■ QUOTED PASSAGE:
_ _ _ _

What Bar Associations and Law Societies Are Doing to Address Climate Change

Bar associations and law societies play an enormous role in setting ethical and professional norms for law schools and lawyers. The ABA Model Rules of Professional Conduct provide models for state ethical rules; all states have adopted the template of these rules, although some states have modified them. A student who attends and graduates from an ABA-accredited law school has met the education requirement for the bar examination in any state. In the United Kingdom, LSEW is the professional membership association for all solicitors, who are regulated by the Solicitors Regulation Authority (SRA). In Brazil, registration with the OAB is required for the practice of law, and the OAB is responsible for the admission and discipline of lawyers. More broadly, the IBA is an organization comprising the world’s bar associations; its membership extends to around 190 bars globally.

The ABA, IBA, LSEW, and OAB are using their loosely organized coalition to help create pathways to climate-conscious lawyering. Here is a brief description of what each organization has done.

American Bar Association

The ABA House of Delegates, the ABA’s policymaking body, adopted resolutions urging action on climate change in 2008 and 2019. It also adopted resolutions in support of sustainable development, the overall framework for addressing climate change, in 1991, 2003, and 2013. The 2019 climate change resolution urges all levels of government as well as the private sector “to recognize their obligation to address climate change and take action” to “[r]educe U.S. GHG emissions to net zero or below as soon as possible, consistent with the latest peer-reviewed science.” In addition, it urges lawyers “to advise their clients of the risks and opportunities that climate change provides.” It also “urges lawyers to engage in pro bono activities to aid efforts to reduce GHG emissions and adapt to climate change.” ABA House of Delegates, Resolution 111 (2019).

_ _ _ _

■ WRITTEN PROBLEM A:
In the passage about bar associations and climate change, in which years did the ABA House of Delegates adopt resolutions urging action on climate change?
■ WRITTEN PROBLEM B:
Summarize the passage about bar associations and climate change in two sentences.
■ WRITTEN PROBLEM C:
Extend the passage about bar associations and climate change, picking up right after its final sentence.
The material after this point is separate from the passage about bar associations and climate change.

■ SUPPLIED INFORMATION:

_ _ _ _

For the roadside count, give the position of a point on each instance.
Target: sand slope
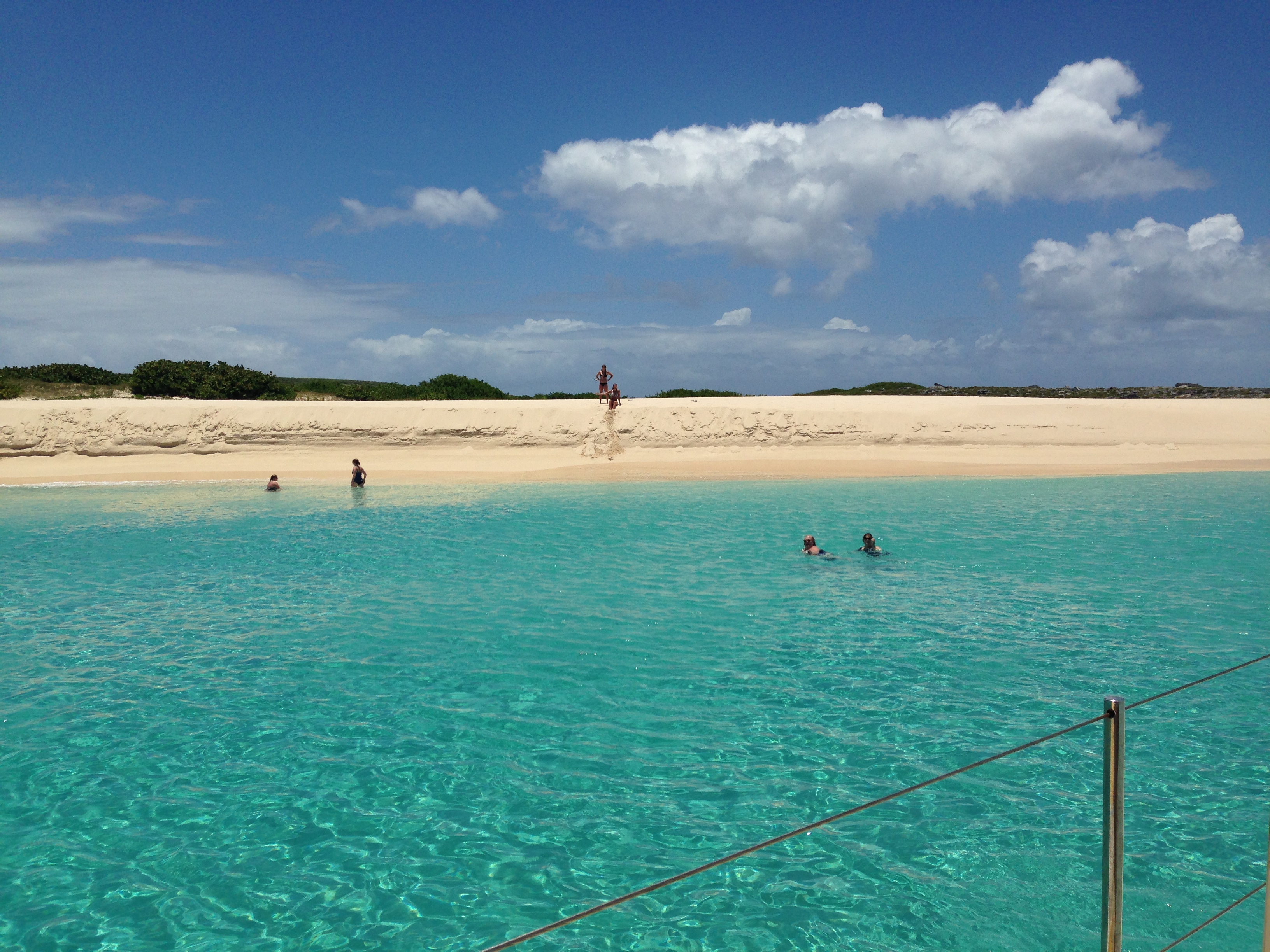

_ _ _ _

■ WRITTEN ANSWER A:
It adopted them in 2008 and 2019.

■ WRITTEN ANSWER B:
Bar associations and law societies such as the ABA, IBA, LSEW, and OAB play a major role in setting ethical and professional norms, and they are using a loosely organized coalition to help create pathways to climate-conscious lawyering. The ABA House of Delegates has adopted resolutions urging climate action in 2008 and 2019, and its 2019 resolution urges governments and the private sector to reduce U.S. GHG emissions to net zero or below as soon as possible, lawyers to advise clients on climate risks and opportunities, and lawyers to take on pro bono climate work.

■ WRITTEN ANSWER C:
The ABA has worked to implement this resolution by, among other things, creating a Climate Change Task Force to guide ABA climate efforts and advise the ABA president of key climate issues, and conducting educational programming on climate change through the Climate Change, Sustainable Development, and Ecosystems Committee. The ABA Section on Environment, Energy and Resources (SEER) has partnered with the Model Laws for Deep Decarbonization project (cosponsored by Columbia Law School and Widener Commonwealth Law School) to provide a climate-related pro bono opportunity for lawyers: ABA SEER, Model Legislation Drafting, Peer Review, and Outreach Opportunities. Under that partnership, lawyers and law firms can draft model laws to reduce GHG emissions, and these laws are subsequently posted on the project’s website, Model Laws for Deep Decarbonization in the United States.

Two books recently published by the ABA also further the resolution. The first is Sustainability Essentials: A Leadership Guide for Lawyers, by John Dernbach, Matt Bogoshian, and Irma Russell, which is a short practical guide for lawyers and law students who would like to build sustainability-conscious lawyering (which, of course, includes climate change) into their law practice. A premise of the book, which is based in significant part on the experience of many practicing lawyers, is that nearly any lawyer can engage in sustainability-conscious work, in nearly any practice area. The other book is Global Climate Change and U.S. Law, edited by Michael B. Gerrard, Jody Freeman, and Michael Burger (3rd ed., 2023), which is a comprehensive review and analysis of U.S. law relating to climate change.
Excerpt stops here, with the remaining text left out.